§ Object position labeling records:

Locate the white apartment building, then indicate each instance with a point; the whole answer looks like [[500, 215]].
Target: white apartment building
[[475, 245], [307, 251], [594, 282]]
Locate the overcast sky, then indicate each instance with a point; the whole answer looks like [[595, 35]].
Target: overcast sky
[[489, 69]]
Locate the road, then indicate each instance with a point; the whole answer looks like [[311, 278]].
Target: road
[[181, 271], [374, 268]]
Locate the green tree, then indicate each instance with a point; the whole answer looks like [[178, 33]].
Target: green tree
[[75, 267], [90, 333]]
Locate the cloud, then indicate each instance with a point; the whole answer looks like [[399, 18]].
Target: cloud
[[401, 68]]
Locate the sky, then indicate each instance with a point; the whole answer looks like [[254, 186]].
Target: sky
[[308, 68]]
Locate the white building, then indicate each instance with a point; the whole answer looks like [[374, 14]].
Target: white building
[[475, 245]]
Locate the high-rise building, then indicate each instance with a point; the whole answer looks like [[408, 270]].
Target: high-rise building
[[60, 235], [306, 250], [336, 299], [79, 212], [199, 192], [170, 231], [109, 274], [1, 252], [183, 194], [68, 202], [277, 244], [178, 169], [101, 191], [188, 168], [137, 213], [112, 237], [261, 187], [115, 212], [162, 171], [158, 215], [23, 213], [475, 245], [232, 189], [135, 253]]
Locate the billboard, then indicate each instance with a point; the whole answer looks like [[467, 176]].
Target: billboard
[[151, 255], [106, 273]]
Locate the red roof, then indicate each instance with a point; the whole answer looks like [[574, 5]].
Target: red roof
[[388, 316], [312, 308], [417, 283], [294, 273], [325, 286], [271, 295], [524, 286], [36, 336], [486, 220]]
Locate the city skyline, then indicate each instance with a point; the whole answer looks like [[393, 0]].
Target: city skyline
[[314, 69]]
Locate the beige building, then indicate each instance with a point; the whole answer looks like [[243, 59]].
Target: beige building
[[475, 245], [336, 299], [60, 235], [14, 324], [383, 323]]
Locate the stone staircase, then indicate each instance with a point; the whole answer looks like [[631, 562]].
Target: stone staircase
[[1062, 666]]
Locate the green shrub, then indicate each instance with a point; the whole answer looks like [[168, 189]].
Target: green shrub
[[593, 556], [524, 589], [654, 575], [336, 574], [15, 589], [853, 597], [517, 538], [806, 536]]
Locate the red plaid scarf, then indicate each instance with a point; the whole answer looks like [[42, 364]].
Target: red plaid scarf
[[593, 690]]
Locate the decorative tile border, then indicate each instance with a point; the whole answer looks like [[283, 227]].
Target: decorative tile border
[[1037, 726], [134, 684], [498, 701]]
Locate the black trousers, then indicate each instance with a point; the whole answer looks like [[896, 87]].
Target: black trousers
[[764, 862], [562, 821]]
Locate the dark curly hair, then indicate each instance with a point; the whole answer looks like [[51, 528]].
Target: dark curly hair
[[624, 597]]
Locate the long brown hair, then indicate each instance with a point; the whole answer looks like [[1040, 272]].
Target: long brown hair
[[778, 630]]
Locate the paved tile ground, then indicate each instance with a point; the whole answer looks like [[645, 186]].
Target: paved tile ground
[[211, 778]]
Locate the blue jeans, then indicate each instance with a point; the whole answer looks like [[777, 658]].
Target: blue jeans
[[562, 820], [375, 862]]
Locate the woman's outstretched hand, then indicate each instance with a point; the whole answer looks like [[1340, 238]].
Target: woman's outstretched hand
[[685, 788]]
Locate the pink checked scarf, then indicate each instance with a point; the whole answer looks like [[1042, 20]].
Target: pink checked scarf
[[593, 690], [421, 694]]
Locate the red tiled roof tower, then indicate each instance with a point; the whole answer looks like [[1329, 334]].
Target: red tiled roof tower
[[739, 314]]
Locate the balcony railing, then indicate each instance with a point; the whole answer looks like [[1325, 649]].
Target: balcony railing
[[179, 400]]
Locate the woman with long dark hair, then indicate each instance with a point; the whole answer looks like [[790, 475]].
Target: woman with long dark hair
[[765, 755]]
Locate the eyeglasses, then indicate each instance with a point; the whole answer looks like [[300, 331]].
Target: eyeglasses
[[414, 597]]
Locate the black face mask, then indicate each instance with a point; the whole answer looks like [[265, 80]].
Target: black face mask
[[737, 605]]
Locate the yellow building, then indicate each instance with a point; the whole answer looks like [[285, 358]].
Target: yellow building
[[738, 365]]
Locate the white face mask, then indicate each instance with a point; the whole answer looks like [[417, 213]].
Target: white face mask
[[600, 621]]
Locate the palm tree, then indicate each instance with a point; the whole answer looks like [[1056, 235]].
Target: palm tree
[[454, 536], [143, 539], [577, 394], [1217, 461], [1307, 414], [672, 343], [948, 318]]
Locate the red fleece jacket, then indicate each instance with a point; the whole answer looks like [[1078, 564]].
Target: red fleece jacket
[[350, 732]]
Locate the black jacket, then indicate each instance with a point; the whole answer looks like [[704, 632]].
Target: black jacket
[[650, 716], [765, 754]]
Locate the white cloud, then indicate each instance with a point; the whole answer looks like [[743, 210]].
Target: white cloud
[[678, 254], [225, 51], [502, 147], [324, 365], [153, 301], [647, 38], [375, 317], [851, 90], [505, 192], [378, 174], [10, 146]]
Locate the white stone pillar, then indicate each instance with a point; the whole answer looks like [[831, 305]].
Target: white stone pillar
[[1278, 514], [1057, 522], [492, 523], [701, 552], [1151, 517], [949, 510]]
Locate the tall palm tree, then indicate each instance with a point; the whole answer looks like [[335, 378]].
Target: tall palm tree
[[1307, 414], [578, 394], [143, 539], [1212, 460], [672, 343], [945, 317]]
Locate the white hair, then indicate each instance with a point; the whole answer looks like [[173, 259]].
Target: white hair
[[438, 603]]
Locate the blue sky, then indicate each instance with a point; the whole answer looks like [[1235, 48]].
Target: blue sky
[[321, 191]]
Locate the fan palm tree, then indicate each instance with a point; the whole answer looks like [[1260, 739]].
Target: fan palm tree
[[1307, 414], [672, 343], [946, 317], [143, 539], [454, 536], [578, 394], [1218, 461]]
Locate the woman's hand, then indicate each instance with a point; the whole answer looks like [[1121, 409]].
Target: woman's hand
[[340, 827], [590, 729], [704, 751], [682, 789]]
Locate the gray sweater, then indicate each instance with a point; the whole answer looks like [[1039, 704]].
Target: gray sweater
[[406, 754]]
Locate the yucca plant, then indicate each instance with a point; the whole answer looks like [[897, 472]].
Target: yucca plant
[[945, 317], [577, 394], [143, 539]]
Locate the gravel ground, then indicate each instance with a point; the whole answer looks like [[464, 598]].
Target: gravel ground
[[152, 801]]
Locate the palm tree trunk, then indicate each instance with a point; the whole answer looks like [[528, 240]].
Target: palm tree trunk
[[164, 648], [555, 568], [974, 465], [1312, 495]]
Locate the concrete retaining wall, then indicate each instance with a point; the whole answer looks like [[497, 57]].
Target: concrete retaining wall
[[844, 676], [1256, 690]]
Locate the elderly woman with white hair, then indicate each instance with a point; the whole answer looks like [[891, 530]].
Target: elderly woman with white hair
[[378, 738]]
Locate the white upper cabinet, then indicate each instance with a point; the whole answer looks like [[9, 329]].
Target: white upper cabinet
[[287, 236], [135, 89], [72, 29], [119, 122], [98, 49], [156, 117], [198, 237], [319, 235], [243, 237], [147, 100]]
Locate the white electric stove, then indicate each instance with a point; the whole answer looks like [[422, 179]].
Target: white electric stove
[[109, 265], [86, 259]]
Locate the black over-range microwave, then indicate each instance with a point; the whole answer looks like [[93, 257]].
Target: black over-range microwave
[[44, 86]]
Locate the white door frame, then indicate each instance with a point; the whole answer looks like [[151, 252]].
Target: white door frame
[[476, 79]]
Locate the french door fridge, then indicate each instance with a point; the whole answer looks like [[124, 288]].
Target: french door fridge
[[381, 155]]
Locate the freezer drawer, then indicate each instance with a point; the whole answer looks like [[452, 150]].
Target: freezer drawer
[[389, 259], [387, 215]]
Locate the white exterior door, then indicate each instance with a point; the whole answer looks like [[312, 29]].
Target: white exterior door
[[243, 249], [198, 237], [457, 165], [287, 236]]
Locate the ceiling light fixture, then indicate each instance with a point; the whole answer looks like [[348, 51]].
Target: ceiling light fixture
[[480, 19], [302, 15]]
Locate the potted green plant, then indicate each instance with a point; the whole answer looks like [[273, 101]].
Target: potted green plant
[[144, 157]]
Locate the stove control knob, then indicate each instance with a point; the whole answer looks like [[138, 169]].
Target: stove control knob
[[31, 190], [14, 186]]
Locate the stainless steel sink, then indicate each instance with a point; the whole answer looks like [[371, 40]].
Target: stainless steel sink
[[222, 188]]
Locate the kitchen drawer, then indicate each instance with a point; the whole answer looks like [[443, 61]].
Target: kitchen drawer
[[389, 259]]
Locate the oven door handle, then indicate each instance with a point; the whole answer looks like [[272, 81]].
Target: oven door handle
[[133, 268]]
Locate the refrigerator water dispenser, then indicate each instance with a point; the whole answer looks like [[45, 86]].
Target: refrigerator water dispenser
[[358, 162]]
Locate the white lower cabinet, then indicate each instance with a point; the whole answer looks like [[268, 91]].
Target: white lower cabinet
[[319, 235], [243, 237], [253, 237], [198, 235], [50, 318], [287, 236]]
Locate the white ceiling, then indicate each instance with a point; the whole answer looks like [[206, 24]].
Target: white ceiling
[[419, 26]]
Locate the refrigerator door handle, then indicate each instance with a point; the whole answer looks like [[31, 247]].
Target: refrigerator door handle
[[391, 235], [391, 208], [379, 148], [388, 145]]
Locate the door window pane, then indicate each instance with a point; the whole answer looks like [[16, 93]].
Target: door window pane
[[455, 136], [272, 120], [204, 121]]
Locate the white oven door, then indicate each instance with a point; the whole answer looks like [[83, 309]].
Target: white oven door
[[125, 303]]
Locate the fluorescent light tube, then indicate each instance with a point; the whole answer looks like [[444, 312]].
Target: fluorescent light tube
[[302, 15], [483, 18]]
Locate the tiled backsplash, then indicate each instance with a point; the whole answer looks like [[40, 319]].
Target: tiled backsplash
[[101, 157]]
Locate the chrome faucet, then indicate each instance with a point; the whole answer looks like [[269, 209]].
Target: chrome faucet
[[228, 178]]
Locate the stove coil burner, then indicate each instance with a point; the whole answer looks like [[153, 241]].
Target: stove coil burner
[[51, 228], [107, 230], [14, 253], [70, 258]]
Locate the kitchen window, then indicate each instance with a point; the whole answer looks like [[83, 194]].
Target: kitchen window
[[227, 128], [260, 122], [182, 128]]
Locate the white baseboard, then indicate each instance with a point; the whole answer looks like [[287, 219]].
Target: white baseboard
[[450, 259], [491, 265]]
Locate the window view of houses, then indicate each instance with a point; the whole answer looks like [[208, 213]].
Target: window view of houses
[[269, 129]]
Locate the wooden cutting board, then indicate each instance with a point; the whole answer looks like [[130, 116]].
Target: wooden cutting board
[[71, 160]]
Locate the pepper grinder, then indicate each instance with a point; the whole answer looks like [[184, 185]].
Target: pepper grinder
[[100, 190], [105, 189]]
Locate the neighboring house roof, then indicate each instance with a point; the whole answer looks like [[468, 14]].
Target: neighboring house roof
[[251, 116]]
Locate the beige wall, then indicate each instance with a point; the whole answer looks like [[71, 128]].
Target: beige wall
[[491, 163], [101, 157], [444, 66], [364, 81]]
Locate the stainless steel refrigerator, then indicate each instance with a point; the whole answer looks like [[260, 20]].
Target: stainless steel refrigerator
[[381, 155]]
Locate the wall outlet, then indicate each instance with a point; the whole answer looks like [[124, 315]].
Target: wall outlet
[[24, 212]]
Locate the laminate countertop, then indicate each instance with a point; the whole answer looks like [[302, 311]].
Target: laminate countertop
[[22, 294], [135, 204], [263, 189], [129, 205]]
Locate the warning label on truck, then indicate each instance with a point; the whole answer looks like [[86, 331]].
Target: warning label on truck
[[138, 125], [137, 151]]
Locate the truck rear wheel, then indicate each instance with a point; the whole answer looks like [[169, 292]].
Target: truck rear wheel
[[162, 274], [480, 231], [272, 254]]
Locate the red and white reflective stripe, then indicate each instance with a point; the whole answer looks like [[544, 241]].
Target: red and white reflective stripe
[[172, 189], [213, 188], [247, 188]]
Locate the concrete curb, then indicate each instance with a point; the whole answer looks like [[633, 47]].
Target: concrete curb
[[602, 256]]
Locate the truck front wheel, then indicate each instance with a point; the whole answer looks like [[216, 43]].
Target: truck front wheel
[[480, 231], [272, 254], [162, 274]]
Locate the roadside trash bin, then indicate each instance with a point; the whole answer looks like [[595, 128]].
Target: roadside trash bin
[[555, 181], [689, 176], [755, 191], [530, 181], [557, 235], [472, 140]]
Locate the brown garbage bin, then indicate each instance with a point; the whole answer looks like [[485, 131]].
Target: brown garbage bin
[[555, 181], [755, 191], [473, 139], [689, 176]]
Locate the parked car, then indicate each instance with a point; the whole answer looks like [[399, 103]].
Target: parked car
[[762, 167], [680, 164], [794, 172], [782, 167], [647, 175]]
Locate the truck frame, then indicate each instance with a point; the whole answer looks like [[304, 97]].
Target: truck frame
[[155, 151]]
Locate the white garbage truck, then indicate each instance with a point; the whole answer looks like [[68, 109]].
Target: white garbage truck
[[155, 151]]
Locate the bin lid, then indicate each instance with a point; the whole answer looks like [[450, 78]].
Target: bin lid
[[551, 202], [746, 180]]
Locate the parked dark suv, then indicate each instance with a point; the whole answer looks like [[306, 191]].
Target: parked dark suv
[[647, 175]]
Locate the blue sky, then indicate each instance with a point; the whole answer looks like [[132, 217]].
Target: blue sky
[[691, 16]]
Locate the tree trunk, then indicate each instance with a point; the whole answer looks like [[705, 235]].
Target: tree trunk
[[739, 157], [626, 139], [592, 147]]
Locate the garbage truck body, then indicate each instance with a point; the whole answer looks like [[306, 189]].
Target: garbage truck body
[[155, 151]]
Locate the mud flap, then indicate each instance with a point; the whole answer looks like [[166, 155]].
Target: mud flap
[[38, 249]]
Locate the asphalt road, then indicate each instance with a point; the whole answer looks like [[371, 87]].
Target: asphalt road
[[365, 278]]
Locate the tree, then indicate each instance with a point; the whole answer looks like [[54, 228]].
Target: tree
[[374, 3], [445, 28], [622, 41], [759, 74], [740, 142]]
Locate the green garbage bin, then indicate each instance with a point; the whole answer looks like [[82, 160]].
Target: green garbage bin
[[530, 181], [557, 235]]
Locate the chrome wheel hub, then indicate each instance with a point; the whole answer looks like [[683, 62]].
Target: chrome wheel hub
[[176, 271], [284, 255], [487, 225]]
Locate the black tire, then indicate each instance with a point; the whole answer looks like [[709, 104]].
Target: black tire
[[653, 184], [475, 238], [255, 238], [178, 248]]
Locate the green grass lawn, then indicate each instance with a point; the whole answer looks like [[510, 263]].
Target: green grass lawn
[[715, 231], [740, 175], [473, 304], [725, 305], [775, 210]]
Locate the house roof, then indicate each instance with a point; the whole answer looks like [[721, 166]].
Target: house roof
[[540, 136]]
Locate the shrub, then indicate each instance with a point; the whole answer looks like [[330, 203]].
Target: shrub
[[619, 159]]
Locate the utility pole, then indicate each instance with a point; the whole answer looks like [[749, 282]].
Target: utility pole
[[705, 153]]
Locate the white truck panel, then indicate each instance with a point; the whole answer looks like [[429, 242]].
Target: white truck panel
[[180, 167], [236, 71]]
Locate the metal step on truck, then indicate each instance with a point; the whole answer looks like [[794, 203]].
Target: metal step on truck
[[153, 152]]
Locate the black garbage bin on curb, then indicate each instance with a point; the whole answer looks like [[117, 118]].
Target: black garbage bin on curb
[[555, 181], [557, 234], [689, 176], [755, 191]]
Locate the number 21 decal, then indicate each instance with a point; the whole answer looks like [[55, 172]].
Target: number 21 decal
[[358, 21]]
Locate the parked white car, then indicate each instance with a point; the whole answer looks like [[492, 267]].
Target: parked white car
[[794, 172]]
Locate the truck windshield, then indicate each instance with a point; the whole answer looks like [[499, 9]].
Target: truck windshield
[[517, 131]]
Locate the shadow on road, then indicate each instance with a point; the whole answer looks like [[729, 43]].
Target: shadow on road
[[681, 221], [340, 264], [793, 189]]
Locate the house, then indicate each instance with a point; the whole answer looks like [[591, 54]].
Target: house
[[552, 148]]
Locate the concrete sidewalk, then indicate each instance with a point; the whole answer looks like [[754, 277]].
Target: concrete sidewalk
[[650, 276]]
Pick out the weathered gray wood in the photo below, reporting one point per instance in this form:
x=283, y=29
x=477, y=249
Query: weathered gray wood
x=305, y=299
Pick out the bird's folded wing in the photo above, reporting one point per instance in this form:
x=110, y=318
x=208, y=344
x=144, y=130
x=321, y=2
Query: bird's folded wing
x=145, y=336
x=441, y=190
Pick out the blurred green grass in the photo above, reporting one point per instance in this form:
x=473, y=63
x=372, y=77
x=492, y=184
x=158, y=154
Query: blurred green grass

§ EXERCISE DESCRIPTION:
Repeat word for word the lines of the material starting with the one containing "Locate the eyeglasses, then" and running through the one containing "[[600, 621]]", both included.

§ WRITTEN ANSWER:
Locate the eyeglasses, then indicate each instance with a point; the whole answer looks like [[300, 331]].
Target: eyeglasses
[[414, 597]]
Locate the black face mask, then indicate each instance with a point; the whole answer looks like [[265, 80]].
Target: black face mask
[[737, 605]]
Locate the yellow building, then indicate each instance with a point; the whole answer looks like [[285, 358]].
Target: yellow building
[[738, 365]]
Locate the white face mask, then indicate each instance with a point; the whole answer looks like [[417, 213]].
Target: white face mask
[[600, 621]]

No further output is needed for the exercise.